— begin Material for the task —
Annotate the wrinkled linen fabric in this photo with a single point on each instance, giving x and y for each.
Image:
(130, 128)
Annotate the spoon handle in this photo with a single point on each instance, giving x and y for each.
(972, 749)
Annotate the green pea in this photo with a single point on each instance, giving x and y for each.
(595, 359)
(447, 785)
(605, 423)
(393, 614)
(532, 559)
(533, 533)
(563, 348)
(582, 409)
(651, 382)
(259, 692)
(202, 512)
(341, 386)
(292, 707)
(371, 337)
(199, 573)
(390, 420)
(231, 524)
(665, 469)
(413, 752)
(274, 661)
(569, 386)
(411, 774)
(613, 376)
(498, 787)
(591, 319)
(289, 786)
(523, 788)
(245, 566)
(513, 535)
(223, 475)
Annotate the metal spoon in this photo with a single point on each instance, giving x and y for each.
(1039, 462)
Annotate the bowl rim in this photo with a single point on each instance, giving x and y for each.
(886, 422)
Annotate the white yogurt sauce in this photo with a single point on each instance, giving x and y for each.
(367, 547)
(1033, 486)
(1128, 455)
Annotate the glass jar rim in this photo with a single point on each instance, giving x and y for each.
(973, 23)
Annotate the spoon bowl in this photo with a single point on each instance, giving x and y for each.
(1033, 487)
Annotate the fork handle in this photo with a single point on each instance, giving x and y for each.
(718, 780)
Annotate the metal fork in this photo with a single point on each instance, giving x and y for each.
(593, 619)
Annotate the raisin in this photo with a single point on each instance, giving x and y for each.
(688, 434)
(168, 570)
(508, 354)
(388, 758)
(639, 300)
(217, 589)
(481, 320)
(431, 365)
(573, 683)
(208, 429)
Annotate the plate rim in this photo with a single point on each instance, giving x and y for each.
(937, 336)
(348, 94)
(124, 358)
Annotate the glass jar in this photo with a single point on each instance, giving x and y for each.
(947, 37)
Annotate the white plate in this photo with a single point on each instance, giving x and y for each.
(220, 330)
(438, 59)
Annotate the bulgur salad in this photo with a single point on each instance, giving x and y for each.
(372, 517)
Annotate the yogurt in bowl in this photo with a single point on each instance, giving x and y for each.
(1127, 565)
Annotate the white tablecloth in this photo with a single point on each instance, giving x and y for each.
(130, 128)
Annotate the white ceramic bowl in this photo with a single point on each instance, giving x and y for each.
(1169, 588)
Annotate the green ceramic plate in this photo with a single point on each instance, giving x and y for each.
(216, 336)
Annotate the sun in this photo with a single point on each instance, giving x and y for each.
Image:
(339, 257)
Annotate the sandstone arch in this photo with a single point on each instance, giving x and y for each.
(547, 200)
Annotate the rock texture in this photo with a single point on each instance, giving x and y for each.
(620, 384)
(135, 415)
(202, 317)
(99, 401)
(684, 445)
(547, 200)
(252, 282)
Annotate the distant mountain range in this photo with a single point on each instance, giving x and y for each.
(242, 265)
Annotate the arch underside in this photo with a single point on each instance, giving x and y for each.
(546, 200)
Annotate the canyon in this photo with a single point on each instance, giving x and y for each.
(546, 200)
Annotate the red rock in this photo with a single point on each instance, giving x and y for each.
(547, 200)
— end Material for the task —
→ **What the task asks**: Write the lines out exactly, from the one with "Annotate the yogurt" down to the last line of the listing, and leave out all others.

→ **Completed exercise**:
Annotate the yogurt in bowl in this photo with a single point on each instance, giving x and y for each.
(1127, 565)
Annotate the white tablecloth in this photo with a single point on each instance, giving x and y for each.
(130, 128)
Annotate the white ceramic bowl in this photo with a single point on each instance, giving x and y for each.
(1169, 588)
Annotate the green ceramic plate in this photo with a single point on each instance, giving x and y for each.
(216, 336)
Annotate the sun in this photo with a single point on each instance, giving x and y for each.
Image:
(339, 257)
Annotate the sandstone arch in this photo with a single point on each instance, giving x and y for each.
(547, 200)
Annotate the rock texture in this photo with a single point on each instance, giving x and y for each.
(620, 384)
(135, 415)
(202, 317)
(99, 401)
(684, 445)
(547, 200)
(252, 282)
Annotate the distant mountain range in this photo with a single point on each instance, giving x and y for each.
(242, 265)
Annotate the arch underside in this photo with a single point on each instance, giving x and y for each.
(546, 200)
Annotate the canyon in this photo with a single point on each instance, giving x and y for each.
(546, 200)
Annotate the red rock in this photo with a single point on each instance, giving x and y for each.
(547, 200)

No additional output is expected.